- [STATED GOAL]
List every line of the records below that contains the string "water", copying each line in full. The match is case-sensitive.

- [EXTRACTED DATA]
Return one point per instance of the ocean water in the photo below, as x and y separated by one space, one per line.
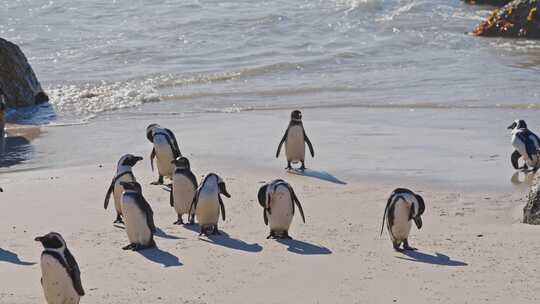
195 56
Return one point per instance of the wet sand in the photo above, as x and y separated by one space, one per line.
472 248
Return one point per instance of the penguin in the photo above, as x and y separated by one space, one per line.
60 274
165 150
526 145
403 206
183 188
207 203
294 139
278 199
139 218
123 174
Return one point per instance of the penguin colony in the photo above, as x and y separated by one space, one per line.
202 203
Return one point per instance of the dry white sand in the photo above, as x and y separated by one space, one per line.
472 248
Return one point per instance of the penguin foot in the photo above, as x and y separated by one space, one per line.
179 221
215 231
286 236
129 247
407 247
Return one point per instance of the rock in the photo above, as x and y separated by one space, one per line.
488 2
531 211
518 18
17 79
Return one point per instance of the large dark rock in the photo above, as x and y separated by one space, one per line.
17 79
519 18
531 211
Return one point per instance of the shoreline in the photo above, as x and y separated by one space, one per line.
337 256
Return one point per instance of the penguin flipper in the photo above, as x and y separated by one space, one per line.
281 142
148 211
222 206
297 202
192 178
108 195
514 159
174 143
386 210
152 155
171 198
193 206
74 272
310 146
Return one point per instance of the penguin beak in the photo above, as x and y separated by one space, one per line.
223 190
418 222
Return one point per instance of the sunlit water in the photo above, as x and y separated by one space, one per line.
198 56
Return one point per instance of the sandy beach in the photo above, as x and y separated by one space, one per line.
472 248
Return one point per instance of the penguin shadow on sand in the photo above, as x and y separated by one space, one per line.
437 259
322 175
159 233
162 234
304 248
226 240
159 256
13 258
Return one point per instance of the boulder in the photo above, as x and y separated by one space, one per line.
519 18
18 82
531 211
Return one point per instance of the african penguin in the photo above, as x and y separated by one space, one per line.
526 145
60 274
165 150
278 199
183 188
207 203
294 139
139 218
123 174
403 207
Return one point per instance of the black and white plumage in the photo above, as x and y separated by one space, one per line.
402 208
124 173
165 150
138 216
526 145
183 189
60 274
207 204
295 138
278 201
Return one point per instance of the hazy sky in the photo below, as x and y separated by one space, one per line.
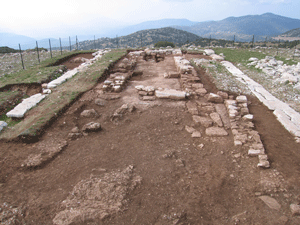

- [ANSWER FOR THIS EXERCISE]
Return one point per instance of the ocean water in the photo below, as x and y separated by one space, one per line.
Return one point per instance of the sunlit water in the photo above, as x and y separated by one space, one per line.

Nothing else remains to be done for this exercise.